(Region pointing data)
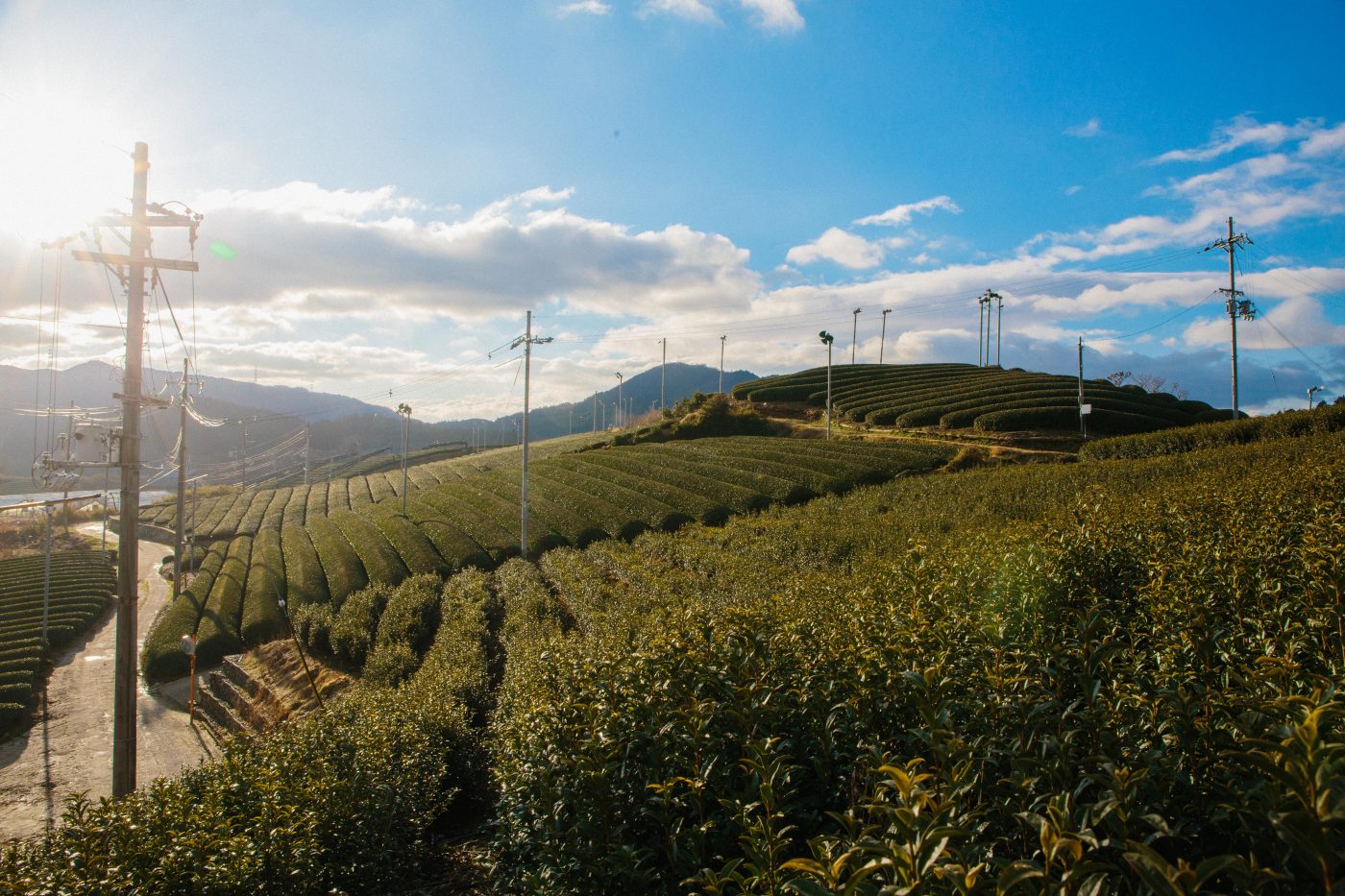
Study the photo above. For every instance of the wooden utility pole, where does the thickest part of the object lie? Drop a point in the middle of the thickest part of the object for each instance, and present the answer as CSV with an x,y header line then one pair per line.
x,y
131,269
181,529
1236,307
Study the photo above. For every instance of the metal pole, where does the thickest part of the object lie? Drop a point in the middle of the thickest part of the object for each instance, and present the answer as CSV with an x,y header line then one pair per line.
x,y
829,392
721,362
406,426
1083,419
854,332
46,583
128,553
179,529
1233,309
981,334
527,375
999,321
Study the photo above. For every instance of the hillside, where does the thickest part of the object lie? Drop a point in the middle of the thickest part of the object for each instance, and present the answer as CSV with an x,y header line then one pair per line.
x,y
952,396
1099,677
342,430
471,517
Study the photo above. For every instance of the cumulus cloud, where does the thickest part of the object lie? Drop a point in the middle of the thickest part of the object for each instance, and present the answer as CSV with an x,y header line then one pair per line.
x,y
843,248
769,15
1243,131
775,15
690,10
898,215
339,254
1089,128
591,7
1325,143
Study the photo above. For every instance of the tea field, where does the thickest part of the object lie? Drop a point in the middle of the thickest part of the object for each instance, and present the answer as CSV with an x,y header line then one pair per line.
x,y
1116,675
474,520
237,512
83,584
986,399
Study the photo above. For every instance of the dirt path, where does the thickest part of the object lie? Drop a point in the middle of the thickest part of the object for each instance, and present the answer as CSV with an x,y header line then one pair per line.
x,y
69,748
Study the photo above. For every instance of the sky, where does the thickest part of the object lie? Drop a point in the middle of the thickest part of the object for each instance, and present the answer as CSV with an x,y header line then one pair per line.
x,y
386,188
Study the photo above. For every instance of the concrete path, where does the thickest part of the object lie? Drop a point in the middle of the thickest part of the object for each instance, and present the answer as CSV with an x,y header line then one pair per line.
x,y
69,747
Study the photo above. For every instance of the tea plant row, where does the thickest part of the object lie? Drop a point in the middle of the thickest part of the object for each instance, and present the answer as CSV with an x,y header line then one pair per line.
x,y
475,521
989,399
248,512
83,584
1107,677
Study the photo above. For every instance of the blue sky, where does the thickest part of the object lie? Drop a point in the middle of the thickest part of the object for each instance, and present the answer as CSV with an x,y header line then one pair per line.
x,y
400,183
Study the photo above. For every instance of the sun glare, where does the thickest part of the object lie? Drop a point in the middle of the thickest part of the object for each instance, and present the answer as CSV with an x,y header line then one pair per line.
x,y
57,168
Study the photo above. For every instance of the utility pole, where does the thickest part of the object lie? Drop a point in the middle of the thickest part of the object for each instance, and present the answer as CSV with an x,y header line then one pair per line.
x,y
406,425
981,329
128,554
883,339
1236,307
242,449
999,321
986,301
527,342
181,522
722,338
1083,417
854,332
826,341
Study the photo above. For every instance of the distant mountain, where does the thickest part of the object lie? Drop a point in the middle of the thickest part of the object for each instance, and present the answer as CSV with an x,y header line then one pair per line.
x,y
339,426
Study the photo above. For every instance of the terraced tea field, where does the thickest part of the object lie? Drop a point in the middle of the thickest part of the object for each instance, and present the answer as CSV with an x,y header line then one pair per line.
x,y
83,584
986,399
474,520
253,510
1115,675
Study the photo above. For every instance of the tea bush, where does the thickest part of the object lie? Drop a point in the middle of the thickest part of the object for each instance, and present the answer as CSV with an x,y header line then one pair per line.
x,y
1106,677
339,802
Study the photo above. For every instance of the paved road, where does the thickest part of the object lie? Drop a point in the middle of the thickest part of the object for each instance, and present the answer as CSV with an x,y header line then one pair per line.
x,y
69,748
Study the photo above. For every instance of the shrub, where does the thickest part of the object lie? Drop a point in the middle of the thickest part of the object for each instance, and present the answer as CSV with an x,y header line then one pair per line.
x,y
262,619
354,624
340,802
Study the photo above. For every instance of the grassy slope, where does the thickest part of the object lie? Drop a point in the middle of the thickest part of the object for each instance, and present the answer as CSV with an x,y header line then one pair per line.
x,y
1039,677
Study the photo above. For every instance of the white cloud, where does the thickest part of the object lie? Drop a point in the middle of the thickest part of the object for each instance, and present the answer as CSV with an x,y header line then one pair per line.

**Exercise objective**:
The reply should contain all of the data above, word for word, with no pictures.

**Exercise answer**:
Study the photo above. For every instance of the wooden utility pole, where does the thickest part of the object lie? Drop a point in the middle of the thickest part of the object for each instance, and present the answer as CSV with an x,y header line then one pair per line.
x,y
131,269
181,529
1236,307
Study the photo above. For every instance of the metal pole, where does the thickest part of the object lie? Drop a point in the middle of the thickest part of the object for each instance, and present the answer as CSV with an x,y header line then one pair per line.
x,y
829,392
721,362
406,426
1083,419
854,332
46,583
128,553
179,529
1233,309
981,334
527,375
999,321
Study the photo above. For every instance of the hillside, where does the thickest part of the object lie? Drop a point in the middle of the thickest part of the object for each instance, and present the answer as CSV with an x,y header line then one pair per line.
x,y
952,396
1099,677
342,430
471,517
Study the photo above. For every instance of the cumulus cloud, where does the thickest part of the object lie? Drop a point in the middle of the thickest part of the object for each instance, and present the answer as CSV with an x,y header line then one pair per line.
x,y
843,248
769,15
1243,131
775,15
690,10
898,215
339,254
1089,128
591,7
1325,143
Study the photo above. For every instance of the tea field, where does the thickest part of the object lie? Drop a point in the middle of the thickest part of the object for each instance, and present the answer as CSV with an x,y header line then one pair per line.
x,y
1116,675
474,520
237,512
83,584
986,399
Study the photo above. For every instance of the dirt path, where does the thickest part of the object lie? Drop a point in the middle of the thickest part of the object for each instance, and present the answer as CSV with an x,y header line then one pair per line.
x,y
69,748
Study the photo above. For every instance of the sky, where does the thickest part of the object lie? Drop a point in the middle of the thickest part of the object for each instance, and present the answer as CSV with an x,y header line then one pair per line.
x,y
386,188
Study the photo above. For every instance of the concrete path, where does the thickest part of the object lie? Drop a point in the middle of the thickest part of the object for each instance, and present the answer as CSV with an x,y header line then one pair per line.
x,y
69,747
Study the photo above. For every instance of the tea plant row, where does the thickest part of the object lie? Drop a point in the middle of the thickest part of the object for each instance, and present the answer as CSV with an x,y header line then one pair per line.
x,y
475,521
989,399
248,512
83,584
1107,677
Study the photo above. For every instance of the blue sky, where does the thickest part of the object lie? Drop a point in the middle of the thickest part of the object for each instance, and present the answer as CSV with an x,y header line then one pair per line.
x,y
400,183
Study the photo above. For every instance of the sun glare, where does the thickest part of the object lie? Drop a point in the middle of the thickest part of the object for each instance, and present the answer as CSV with an x,y header line then one pair per line.
x,y
57,168
Study the photo above. For every instance of the utility pole, where does the thickest part of the object lie? Drop a point in the middle of the thickest part of the object for each instance, and present the answer as CSV with an x,y header line then one pair per line.
x,y
406,425
981,329
128,554
883,339
1236,307
242,449
999,321
986,301
527,342
181,522
722,338
1083,417
854,332
826,341
Study the photo above. For every instance of the distant mountain, where does the thickest part of the object lie? Drop a point in the middle of the thickest part of the object for each instance, and present the answer as CSV with an x,y header line then one pair per line.
x,y
339,426
Study the photo above. For every instance of the terraced tea field, where does the thickest part of the object lie? Drop a point in the middle of the thickest part of the object for each instance, and present the answer as CSV with an x,y header line then one pair per line.
x,y
83,584
986,399
474,520
253,510
1115,675
Study the photo above. For every instance of the tea bush, where does the thickest part of the object lie? Drop a point in the middle of the thickest part of the object for each instance, and present the answer as CSV with an x,y header line then one pair per line.
x,y
1106,677
339,802
Study the photo above. For every instance of the paved road, where does the thickest part of the object lie? Drop a point in the middle of the thickest part of the object for each instance, and present the answer as CSV with an x,y header line then one pair per line.
x,y
69,748
Study the photo above. For every instance of the shrub, where does the thickest part of the object lie? Drop a point in the middle of the thickest part of the object for each instance, and present the answer as CSV with an x,y header line then one pair per line.
x,y
262,619
354,624
340,802
Study the photo above. For every instance of the grassy slope, where does the thickest part of the object lie? Drop a point in the middle of the thickest part of the object for each instance, and present the answer as CSV with an x,y header line then one pair per line.
x,y
1039,677
Study the photo above. For every instance of the white cloud, where does the thickest part of the object lie? Drop a point in the middle of the thickest part of the object for each instance, and present the answer as CSV with an x,y header line then one pair per line.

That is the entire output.